■ Job: Starting at the line that contains "of the crack", restate each line word for word through the final line of the data, keeping both ends.
#####
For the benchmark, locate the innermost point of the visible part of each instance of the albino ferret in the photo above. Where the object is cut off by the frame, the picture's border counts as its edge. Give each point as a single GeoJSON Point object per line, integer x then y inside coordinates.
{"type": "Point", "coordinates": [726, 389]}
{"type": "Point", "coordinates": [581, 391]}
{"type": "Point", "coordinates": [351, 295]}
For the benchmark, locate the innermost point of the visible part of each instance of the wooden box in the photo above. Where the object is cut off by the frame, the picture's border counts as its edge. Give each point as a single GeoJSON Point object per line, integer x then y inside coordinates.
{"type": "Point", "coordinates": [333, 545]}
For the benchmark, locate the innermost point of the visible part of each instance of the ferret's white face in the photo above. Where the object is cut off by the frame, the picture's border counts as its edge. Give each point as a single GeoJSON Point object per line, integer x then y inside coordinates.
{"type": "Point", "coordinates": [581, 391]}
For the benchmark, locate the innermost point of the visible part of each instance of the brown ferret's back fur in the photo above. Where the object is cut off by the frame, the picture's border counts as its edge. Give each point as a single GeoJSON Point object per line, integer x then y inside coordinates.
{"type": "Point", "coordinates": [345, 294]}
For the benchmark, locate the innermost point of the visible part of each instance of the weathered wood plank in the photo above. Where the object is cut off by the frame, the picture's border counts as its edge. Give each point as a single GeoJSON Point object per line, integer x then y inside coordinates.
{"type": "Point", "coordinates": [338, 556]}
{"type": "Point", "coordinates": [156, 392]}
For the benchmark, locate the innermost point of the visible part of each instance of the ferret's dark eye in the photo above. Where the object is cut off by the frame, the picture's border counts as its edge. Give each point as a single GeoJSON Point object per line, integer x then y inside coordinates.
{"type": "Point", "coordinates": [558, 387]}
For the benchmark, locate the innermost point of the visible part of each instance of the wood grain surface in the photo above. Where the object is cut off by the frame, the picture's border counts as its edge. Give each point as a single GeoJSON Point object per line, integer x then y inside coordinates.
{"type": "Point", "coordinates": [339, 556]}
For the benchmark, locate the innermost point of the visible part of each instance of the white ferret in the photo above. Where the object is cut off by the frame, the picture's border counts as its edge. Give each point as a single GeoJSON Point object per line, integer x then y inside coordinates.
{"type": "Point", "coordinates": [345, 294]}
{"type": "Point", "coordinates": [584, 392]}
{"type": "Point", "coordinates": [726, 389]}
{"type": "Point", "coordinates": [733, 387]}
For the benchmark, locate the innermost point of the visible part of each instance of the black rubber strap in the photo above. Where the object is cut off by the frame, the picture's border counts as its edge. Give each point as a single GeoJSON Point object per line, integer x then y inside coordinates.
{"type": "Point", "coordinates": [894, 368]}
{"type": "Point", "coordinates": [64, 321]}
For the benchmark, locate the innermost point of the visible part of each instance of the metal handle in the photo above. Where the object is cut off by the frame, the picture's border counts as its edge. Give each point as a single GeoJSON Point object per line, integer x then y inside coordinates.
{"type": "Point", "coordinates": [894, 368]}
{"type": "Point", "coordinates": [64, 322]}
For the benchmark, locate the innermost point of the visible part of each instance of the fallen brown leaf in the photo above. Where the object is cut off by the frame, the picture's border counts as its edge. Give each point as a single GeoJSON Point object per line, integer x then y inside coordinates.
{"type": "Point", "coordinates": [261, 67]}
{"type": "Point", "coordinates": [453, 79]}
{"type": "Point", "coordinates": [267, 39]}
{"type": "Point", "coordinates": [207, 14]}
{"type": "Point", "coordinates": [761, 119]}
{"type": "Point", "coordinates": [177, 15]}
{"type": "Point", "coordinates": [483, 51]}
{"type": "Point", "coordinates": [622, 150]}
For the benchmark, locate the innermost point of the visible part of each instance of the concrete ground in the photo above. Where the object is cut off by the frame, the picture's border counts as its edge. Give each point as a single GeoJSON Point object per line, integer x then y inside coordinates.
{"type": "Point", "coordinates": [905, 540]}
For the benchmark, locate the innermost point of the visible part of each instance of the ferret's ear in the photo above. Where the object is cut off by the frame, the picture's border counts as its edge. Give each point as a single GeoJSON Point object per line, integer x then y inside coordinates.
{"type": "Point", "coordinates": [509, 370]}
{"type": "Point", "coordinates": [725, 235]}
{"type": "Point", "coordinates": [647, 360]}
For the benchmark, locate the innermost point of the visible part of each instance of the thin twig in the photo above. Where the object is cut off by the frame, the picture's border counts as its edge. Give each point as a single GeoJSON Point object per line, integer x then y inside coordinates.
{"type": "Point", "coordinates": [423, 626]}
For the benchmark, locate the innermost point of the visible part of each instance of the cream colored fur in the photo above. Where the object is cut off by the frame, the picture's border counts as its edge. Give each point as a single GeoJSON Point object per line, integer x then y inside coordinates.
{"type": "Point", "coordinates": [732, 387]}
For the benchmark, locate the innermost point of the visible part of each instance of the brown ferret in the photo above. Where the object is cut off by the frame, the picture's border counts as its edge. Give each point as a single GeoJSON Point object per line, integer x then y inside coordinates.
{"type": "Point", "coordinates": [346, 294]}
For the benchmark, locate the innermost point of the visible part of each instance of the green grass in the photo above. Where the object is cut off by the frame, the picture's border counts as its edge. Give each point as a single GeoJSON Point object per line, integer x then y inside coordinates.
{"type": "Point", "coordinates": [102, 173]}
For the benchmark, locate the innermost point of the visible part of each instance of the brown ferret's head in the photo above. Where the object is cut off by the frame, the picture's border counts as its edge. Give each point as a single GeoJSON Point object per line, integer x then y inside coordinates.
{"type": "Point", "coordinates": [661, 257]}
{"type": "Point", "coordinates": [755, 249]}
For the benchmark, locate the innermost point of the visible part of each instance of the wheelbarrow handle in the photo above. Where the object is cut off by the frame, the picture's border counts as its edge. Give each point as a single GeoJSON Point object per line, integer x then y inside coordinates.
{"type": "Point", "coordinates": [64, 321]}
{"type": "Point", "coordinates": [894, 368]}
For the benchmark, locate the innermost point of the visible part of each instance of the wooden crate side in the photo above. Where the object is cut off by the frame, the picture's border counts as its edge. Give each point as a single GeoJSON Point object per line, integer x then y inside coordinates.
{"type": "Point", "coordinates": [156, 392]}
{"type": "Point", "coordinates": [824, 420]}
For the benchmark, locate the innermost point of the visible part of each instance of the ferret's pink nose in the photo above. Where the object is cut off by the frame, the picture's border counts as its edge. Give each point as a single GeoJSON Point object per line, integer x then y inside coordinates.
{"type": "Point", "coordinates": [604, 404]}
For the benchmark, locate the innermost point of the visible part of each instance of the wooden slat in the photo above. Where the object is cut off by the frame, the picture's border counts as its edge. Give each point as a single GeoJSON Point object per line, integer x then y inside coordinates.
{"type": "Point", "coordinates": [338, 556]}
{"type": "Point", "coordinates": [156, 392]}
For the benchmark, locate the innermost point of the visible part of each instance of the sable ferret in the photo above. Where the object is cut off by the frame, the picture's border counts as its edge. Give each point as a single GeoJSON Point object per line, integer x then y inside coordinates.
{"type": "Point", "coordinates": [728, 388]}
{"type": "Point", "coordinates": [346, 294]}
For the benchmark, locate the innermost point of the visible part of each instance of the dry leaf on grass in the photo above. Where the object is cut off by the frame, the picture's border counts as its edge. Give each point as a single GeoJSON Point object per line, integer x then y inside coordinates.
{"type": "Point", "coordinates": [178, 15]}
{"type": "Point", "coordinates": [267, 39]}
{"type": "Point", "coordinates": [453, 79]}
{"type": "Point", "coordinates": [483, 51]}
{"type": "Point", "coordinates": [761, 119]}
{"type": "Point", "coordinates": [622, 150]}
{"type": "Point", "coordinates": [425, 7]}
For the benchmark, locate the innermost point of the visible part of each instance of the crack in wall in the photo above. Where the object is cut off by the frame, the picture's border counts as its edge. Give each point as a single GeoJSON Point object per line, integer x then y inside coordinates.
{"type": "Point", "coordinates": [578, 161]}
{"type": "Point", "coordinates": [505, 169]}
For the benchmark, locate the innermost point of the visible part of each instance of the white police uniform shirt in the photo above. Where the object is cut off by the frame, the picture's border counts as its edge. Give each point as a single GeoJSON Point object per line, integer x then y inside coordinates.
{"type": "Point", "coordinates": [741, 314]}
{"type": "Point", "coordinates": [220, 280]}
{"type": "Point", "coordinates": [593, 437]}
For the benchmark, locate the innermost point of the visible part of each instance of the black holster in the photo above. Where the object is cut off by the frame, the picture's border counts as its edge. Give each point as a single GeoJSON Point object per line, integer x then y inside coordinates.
#####
■ Answer to the task:
For the benchmark, locate the innermost point of the visible part of each instance of the crack in wall in the photo above. Where the object is cut off by the frame, the picture's border counts as its edge. Give each point as a single GeoJSON Point object per line, integer x then y inside coordinates.
{"type": "Point", "coordinates": [578, 161]}
{"type": "Point", "coordinates": [505, 169]}
For the benchmark, locate the innermost point of the visible part of each instance of the white police uniform shirt in the photo above. Where the object is cut off by the frame, the picture's border counts as its edge. Give each point as a single GeoJSON Point object per line, integer x then y inside coordinates.
{"type": "Point", "coordinates": [741, 314]}
{"type": "Point", "coordinates": [220, 280]}
{"type": "Point", "coordinates": [593, 437]}
For the benchmark, locate the innermost point of the visible part of each instance of the black holster in the photo above. Where the object is cut off by the frame, the picture's border counts as its edge. Give each point as a single GeoJSON Point object per line, integer x then y inside coordinates.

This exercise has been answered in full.